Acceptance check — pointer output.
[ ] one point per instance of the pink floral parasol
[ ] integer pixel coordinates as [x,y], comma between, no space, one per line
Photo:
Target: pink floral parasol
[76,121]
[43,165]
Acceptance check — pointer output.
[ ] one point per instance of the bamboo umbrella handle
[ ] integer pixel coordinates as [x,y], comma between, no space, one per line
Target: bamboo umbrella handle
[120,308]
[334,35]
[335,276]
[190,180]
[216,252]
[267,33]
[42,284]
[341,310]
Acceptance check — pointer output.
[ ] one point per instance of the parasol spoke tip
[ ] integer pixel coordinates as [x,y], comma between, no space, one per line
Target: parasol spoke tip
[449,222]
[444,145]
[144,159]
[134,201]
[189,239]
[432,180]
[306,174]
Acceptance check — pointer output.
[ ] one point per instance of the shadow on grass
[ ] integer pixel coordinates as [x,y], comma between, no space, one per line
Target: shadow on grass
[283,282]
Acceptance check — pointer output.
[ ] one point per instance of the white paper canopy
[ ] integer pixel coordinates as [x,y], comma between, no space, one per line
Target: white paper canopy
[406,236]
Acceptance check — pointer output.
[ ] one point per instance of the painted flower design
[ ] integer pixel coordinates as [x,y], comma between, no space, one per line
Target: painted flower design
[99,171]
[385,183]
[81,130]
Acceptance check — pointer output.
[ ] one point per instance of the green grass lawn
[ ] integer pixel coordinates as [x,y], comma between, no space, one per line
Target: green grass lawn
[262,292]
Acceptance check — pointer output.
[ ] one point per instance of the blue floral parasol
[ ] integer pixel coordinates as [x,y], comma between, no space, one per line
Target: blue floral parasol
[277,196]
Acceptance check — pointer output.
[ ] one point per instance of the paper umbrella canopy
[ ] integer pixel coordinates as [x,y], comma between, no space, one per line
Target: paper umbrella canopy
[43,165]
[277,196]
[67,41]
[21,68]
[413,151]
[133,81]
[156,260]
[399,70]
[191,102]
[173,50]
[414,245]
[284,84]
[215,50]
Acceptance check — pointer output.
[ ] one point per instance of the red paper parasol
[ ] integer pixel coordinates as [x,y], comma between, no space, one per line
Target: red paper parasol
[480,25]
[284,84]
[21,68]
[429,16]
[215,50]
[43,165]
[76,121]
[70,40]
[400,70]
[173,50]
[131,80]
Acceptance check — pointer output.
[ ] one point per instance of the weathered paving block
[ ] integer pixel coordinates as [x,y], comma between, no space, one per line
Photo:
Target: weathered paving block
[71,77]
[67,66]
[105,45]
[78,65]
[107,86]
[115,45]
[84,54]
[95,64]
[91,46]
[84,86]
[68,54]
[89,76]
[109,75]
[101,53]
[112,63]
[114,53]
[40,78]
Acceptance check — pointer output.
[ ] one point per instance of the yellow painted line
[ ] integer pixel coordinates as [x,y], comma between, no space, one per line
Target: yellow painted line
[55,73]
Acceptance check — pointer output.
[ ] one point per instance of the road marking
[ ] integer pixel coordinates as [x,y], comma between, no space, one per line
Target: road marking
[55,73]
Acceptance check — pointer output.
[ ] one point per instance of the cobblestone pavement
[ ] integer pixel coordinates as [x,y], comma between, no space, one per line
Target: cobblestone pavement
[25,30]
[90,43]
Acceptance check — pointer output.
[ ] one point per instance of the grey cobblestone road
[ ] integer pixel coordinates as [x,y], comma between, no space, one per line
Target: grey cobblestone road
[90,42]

-- -- --

Would you set down exactly the lines from the line with "Target: yellow painted line" through the last one in the material?

Target: yellow painted line
[55,73]
Acceptance check — pointer output.
[ ] one point per instance of the road marking
[ ] integer pixel coordinates as [x,y], comma between, no space, one per line
Target: road marking
[55,73]
Acceptance check — pointer output.
[ ] one point per instance of the cobblestone pavement
[ ] integer pixel coordinates as [x,y], comma between, no space, one per line
Target: cobblestone pavement
[25,30]
[90,43]
Acceptance check — pointer output.
[ ] one point per instance of the grey cobblestone road
[ ] integer pixel coordinates as [x,y], comma between, no space, one per line
Target: grey cobblestone road
[90,42]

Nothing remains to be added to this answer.